# INSTRUCTION 1
Set down the passage from the forum post starting with "According to http://en.wikipedia.org/wiki/Letter_frequencies" and going on through "2011, 11:47 p.m.", word for word.
# INSTRUCTION 2
In the forum post, which letter came out as the most frequent, and what count was given for it?
# INSTRUCTION 3
List every exercise number under which the forum post gives code.

━━━ SELECTION ━━━

Vladimir Támara Patiño said:

10.1

fhand = open('mbox-short.txt')
d = {}
for line in fhand:
    words = line.split()
    if len(words) >= 2 and words[0] == 'From': 
        d[words[1]] = d.get(words[1], 0) + 1
fhand.close()
lt = []
for p in d:
    lt.append((d[p], p))
lt.sort(reverse = True)
if len(lt) > 0:
    (c, p) = lt[0]
    print "Person with the most commits: ", p, " with ", c, " commits"

10.2

fhand = open('mbox-short.txt')
d = {}
for line in fhand:
    words = line.split()
    if len(words) >= 6 and words[0] == 'From': 
        h = words[5].split(':')
        d[h[0]] = d.get(h[0], 0) + 1
fhand.close()
lt = d.items()
lt.sort()
for (h, f) in lt:
    print h+" "+str(f)

10.3

def most_frequent(s):
    f = {}
    for i in s:
        f[i] = f.get(i, 0) + 1
    lt = []
    for i in f:
        lt.append((f[i], i))
    lt.sort(reverse = True)
    for (r, i) in lt:
        print i+" "+str(r)

a = raw_input('File to use? ')
fhand = open(a)
s = ''
for line in fhand:
    s = s + " " + line.lower()
fhand.close()
most_frequent(s)

I ran this one with part of http://www.gutenberg.org/cache/epub/12501/pg12501.txt (after recoding it to latin1). The top ten letters are:

e 6741
a 5394
o 4986
s 4452
n 3630
r 3103
l 2927
d 2652
i 2551
u 2321

According to http://en.wikipedia.org/wiki/Letter_frequencies the most frequent letters in spanish are "eaosr nidlc". So we obtained a very similar result.

on June 9, 2011, 11:47 p.m.

━━━ DATA ━━━

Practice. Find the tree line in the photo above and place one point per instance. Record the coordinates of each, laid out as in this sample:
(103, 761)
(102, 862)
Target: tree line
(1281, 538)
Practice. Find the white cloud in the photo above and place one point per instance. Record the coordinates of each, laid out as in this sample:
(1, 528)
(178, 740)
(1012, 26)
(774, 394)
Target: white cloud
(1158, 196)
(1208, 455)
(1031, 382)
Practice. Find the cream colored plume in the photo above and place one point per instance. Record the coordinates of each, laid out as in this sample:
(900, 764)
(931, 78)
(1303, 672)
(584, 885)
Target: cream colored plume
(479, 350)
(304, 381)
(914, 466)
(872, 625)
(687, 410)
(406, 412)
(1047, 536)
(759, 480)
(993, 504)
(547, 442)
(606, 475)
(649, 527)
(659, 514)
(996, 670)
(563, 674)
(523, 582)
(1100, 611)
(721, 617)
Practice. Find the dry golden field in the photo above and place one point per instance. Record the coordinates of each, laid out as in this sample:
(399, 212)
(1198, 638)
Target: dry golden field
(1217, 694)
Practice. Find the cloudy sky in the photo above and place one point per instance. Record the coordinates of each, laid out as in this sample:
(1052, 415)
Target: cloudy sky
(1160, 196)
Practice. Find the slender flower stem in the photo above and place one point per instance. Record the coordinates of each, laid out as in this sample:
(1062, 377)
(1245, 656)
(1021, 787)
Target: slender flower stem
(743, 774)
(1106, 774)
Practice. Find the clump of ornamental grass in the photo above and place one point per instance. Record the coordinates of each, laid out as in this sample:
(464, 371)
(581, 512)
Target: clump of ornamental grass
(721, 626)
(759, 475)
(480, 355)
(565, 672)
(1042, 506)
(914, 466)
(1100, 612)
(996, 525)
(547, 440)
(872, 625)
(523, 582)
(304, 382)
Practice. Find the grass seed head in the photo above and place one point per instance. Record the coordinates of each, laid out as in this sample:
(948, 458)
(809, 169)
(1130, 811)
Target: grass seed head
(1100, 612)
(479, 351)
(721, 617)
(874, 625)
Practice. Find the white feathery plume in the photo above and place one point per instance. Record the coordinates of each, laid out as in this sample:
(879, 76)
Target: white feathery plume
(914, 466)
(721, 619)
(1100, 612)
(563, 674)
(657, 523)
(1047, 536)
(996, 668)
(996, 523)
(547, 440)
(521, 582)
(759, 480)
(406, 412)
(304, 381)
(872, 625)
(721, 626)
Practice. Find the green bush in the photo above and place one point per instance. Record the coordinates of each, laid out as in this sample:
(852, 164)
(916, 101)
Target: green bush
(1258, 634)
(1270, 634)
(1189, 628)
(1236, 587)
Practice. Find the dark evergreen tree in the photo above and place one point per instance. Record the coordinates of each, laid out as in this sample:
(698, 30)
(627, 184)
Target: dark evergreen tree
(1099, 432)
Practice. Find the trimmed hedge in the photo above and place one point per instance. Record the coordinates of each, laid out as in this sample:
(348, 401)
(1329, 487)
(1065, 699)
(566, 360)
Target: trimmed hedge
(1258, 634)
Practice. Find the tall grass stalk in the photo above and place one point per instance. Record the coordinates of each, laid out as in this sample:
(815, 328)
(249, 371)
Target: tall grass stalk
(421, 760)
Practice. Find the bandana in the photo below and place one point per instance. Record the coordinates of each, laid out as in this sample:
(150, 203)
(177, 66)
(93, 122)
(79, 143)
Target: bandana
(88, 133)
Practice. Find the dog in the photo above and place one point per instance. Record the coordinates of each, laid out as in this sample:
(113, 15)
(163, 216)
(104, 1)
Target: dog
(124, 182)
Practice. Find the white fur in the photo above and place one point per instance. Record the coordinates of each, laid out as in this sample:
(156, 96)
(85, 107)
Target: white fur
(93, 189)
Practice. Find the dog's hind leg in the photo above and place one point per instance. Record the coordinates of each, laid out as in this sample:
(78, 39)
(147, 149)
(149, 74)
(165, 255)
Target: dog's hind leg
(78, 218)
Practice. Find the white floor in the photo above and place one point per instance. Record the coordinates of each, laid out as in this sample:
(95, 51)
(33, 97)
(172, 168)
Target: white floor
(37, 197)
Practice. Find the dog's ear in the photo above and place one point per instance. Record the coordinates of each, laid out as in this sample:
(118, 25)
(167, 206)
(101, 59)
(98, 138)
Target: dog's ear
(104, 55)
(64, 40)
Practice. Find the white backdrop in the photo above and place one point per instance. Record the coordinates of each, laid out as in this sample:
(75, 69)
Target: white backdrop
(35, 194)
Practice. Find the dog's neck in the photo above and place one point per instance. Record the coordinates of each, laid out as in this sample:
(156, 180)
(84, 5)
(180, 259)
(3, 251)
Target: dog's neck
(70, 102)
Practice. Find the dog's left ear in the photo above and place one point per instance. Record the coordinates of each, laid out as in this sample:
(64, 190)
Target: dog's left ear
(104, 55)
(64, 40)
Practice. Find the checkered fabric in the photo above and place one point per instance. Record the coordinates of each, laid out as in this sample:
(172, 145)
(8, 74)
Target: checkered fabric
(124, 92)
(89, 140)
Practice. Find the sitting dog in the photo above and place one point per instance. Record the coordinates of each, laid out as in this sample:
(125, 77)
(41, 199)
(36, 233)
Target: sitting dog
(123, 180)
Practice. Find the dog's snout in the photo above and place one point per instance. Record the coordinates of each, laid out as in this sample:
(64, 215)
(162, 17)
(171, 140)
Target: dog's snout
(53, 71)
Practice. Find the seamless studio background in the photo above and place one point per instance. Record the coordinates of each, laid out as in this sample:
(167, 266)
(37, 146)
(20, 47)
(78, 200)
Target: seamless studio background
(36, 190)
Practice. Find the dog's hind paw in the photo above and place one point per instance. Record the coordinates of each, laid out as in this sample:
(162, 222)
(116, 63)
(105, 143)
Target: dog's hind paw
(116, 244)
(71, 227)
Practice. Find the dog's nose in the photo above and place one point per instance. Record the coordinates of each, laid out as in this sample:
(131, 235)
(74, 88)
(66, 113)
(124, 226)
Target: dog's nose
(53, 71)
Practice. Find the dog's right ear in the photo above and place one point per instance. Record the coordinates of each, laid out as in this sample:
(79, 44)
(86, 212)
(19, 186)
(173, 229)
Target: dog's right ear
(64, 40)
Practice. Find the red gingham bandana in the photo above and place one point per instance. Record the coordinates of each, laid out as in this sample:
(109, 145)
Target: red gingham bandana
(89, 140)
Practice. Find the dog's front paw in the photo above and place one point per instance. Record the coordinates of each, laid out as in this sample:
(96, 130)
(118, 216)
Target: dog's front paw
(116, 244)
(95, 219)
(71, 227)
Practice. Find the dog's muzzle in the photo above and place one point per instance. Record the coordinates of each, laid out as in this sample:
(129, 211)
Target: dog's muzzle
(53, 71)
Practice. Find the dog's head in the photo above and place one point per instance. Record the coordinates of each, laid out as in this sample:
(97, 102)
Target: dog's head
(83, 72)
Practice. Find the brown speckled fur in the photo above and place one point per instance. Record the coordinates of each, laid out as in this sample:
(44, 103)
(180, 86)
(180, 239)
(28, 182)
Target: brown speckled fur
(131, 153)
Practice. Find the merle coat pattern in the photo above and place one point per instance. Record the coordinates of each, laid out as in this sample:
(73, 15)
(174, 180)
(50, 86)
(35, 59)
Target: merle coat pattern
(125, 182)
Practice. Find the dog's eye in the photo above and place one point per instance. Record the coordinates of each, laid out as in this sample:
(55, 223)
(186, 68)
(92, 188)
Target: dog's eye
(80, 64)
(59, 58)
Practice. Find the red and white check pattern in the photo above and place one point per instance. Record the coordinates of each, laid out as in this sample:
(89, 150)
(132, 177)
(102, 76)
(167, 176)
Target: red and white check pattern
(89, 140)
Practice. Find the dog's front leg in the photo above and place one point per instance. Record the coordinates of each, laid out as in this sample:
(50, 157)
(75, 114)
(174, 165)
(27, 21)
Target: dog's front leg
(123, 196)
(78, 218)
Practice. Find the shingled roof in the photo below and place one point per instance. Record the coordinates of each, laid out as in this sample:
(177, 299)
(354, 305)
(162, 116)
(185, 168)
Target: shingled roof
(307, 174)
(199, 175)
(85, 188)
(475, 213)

━━━

# OUTPUT 1
According to http://en.wikipedia.org/wiki/Letter_frequencies the most frequent letters in spanish are "eaosr nidlc". So we obtained a very similar result.

on June 9, 2011, 11:47 p.m.

# OUTPUT 2
The letter e, with a count of 6741.

# OUTPUT 3
10.1, 10.2, 10.3